[start of DATA LISTING]
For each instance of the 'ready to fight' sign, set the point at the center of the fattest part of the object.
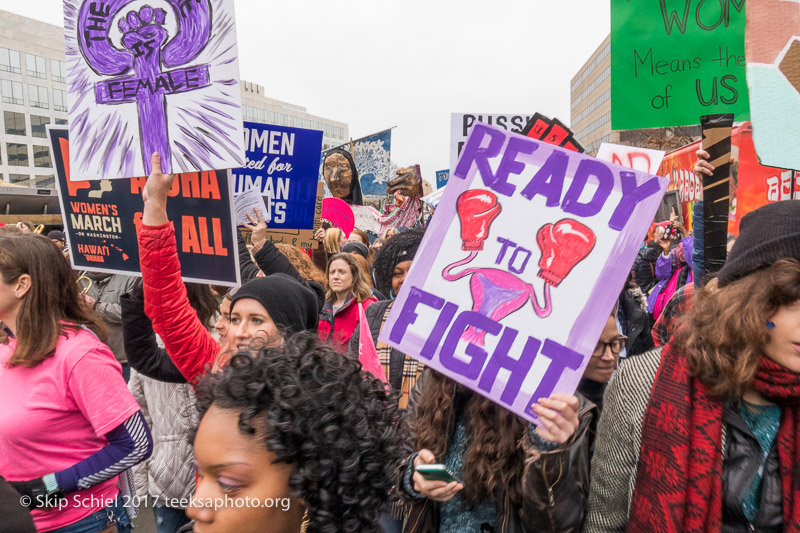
(521, 267)
(101, 218)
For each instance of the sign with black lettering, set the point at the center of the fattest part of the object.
(101, 219)
(675, 60)
(461, 124)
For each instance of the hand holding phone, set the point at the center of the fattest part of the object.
(435, 489)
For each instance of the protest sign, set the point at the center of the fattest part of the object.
(131, 66)
(641, 159)
(248, 202)
(339, 214)
(373, 159)
(461, 124)
(101, 218)
(773, 78)
(521, 266)
(551, 131)
(672, 62)
(441, 177)
(717, 131)
(282, 163)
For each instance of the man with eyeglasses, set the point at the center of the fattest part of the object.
(603, 363)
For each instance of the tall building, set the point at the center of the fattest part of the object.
(33, 94)
(256, 107)
(590, 100)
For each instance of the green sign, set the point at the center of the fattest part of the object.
(675, 60)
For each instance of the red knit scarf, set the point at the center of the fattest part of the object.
(679, 478)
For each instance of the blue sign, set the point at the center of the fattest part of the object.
(441, 178)
(284, 163)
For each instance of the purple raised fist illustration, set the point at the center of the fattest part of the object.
(143, 34)
(148, 66)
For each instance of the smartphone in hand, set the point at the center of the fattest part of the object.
(437, 472)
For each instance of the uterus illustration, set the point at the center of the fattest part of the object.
(497, 293)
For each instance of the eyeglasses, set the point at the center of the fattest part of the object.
(616, 346)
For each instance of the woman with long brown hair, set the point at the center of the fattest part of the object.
(347, 287)
(68, 425)
(704, 435)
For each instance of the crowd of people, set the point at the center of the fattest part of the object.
(247, 410)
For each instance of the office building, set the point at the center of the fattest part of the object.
(33, 93)
(590, 100)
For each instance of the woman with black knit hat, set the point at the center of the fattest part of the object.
(262, 310)
(704, 435)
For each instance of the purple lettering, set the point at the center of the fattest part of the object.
(518, 367)
(477, 355)
(561, 358)
(549, 181)
(586, 168)
(408, 316)
(631, 195)
(439, 329)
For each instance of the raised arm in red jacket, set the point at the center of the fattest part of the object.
(186, 339)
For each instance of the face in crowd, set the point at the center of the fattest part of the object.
(238, 466)
(605, 356)
(340, 277)
(338, 174)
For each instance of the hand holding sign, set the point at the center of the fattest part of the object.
(155, 192)
(257, 226)
(558, 415)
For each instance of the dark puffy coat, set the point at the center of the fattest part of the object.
(270, 260)
(555, 484)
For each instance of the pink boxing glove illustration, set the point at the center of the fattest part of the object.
(477, 210)
(497, 293)
(564, 244)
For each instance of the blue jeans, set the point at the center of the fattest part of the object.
(168, 519)
(98, 521)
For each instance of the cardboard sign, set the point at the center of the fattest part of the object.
(521, 267)
(101, 217)
(551, 131)
(641, 159)
(339, 214)
(441, 177)
(144, 79)
(461, 124)
(373, 157)
(773, 77)
(282, 163)
(672, 62)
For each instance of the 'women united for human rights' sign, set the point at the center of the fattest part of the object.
(521, 267)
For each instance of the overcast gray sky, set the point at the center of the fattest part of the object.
(408, 63)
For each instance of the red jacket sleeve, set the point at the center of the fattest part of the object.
(186, 339)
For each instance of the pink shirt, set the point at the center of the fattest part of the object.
(56, 414)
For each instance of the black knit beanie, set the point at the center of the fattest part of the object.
(766, 235)
(290, 304)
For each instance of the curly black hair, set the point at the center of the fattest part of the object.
(392, 253)
(340, 427)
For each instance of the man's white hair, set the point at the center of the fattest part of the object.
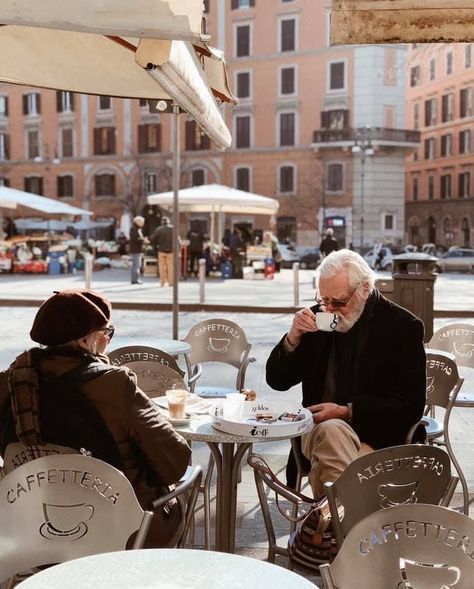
(357, 269)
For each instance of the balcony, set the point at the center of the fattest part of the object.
(377, 135)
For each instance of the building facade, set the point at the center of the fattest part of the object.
(440, 203)
(320, 128)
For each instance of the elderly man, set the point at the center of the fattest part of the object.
(363, 379)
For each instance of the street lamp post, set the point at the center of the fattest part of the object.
(363, 146)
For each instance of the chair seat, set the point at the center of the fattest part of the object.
(434, 428)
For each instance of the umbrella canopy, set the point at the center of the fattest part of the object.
(12, 198)
(217, 198)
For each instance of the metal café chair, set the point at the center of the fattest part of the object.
(402, 547)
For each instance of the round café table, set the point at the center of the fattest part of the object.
(166, 569)
(227, 450)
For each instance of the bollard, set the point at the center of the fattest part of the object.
(296, 284)
(202, 279)
(88, 259)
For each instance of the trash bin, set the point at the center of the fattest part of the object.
(413, 286)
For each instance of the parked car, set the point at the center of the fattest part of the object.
(456, 259)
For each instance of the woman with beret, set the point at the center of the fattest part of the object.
(65, 392)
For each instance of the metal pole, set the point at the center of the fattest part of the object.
(202, 279)
(176, 157)
(296, 284)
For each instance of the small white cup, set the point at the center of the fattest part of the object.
(326, 321)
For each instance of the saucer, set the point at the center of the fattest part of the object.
(181, 421)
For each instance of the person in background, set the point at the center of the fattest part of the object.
(162, 239)
(107, 415)
(364, 378)
(136, 243)
(328, 243)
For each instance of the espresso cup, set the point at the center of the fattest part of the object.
(326, 321)
(176, 403)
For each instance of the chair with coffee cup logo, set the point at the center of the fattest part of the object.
(413, 545)
(65, 506)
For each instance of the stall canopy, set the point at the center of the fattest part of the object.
(215, 198)
(10, 198)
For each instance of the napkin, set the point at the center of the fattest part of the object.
(194, 404)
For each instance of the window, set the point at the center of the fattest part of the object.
(149, 138)
(32, 103)
(3, 106)
(431, 187)
(67, 142)
(34, 185)
(64, 101)
(447, 107)
(287, 80)
(415, 76)
(468, 55)
(104, 140)
(242, 179)
(446, 145)
(287, 129)
(465, 102)
(416, 116)
(449, 63)
(65, 186)
(151, 182)
(4, 147)
(430, 112)
(198, 177)
(33, 144)
(415, 189)
(335, 177)
(334, 119)
(337, 75)
(430, 148)
(195, 139)
(445, 186)
(105, 103)
(287, 34)
(105, 185)
(242, 34)
(243, 84)
(286, 180)
(464, 185)
(242, 131)
(465, 141)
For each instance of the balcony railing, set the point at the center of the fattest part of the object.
(373, 134)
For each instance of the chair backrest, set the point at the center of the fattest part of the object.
(65, 506)
(17, 453)
(398, 475)
(442, 380)
(217, 340)
(156, 371)
(422, 546)
(458, 339)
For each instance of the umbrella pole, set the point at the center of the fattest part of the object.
(176, 252)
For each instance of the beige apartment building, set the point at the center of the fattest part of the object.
(440, 189)
(322, 129)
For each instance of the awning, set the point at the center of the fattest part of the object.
(219, 199)
(15, 198)
(159, 19)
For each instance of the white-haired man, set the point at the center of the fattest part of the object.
(365, 381)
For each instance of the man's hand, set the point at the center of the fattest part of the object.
(325, 411)
(303, 321)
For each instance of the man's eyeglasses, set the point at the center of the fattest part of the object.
(109, 331)
(335, 303)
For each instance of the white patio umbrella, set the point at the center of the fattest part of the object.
(134, 62)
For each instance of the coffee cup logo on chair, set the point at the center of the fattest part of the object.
(66, 521)
(218, 345)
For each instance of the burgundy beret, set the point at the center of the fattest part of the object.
(68, 315)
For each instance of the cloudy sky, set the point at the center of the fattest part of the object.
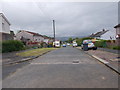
[end of DATA LISTING]
Please count the lines above that contain the word "café", treating uppercase and lowercase as different, and give only the number.

2